- _Stated goal_: Reproduce word for word the lines of the records below, from the line containing "For the pointing benchmark, tag every instance of the paneled" through the last line of the records, inclusive.

++++ The data ++++

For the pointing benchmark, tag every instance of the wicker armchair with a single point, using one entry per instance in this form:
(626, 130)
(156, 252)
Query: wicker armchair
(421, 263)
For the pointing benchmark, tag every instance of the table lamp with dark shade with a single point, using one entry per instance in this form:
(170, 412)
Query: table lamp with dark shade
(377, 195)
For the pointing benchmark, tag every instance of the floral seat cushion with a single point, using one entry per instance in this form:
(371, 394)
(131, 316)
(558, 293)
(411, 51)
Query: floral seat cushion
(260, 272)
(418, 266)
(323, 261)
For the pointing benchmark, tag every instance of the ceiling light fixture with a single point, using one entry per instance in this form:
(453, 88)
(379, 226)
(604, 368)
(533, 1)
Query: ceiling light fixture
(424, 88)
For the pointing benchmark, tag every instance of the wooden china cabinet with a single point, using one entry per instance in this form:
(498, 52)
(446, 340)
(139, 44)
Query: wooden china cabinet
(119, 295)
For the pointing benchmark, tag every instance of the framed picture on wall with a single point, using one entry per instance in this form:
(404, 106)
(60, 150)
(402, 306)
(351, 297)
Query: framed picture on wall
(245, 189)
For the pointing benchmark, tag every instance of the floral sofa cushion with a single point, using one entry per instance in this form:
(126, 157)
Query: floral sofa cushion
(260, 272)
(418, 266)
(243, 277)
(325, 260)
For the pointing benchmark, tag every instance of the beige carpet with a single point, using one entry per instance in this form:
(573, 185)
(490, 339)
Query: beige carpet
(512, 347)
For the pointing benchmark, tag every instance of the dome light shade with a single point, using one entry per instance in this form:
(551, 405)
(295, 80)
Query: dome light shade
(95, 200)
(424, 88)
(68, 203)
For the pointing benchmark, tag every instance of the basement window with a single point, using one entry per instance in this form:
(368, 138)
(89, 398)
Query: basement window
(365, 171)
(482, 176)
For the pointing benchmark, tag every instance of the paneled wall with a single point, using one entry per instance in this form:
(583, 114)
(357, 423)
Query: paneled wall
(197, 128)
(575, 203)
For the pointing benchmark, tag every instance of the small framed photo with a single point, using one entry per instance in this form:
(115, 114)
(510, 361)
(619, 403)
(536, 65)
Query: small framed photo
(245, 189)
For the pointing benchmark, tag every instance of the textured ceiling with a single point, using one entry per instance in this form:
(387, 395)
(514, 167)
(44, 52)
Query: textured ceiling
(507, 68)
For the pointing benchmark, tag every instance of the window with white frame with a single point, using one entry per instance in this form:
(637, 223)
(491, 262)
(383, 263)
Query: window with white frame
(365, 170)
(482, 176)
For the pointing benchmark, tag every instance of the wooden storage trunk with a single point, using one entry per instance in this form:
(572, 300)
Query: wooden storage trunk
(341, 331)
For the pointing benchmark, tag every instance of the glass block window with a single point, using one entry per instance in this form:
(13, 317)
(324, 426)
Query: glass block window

++++

- _Task result_:
For the pointing benchmark, tag every instance of the paneled wall with a single point, using one entry per instance in this form:
(583, 114)
(357, 423)
Query: paneled wall
(197, 128)
(575, 203)
For the pointing benchmark, tag every instance of the small framed photo with a single point, using one entry per instance in this form:
(115, 114)
(510, 361)
(619, 403)
(536, 65)
Query: small framed photo
(245, 189)
For the pointing benchmark, tag every instance of the textured ceiling with a single point, using one entry per instance in this form:
(387, 395)
(514, 167)
(44, 52)
Query: textured ceiling
(507, 68)
For the pointing benchmark, tag every instance of the window with white frame with a single point, using one entry per instance in this form:
(637, 223)
(491, 262)
(383, 263)
Query: window with white frame
(365, 170)
(482, 176)
For the pointing benchmark, tag every instance of the wooden storage trunk with a single point, using one entry per instance in this form:
(572, 300)
Query: wooden storage trunk
(341, 331)
For the pointing benchmark, tag every instance of the glass block window with a single point, using one entry per instance in this form:
(13, 317)
(324, 426)
Query: glass block window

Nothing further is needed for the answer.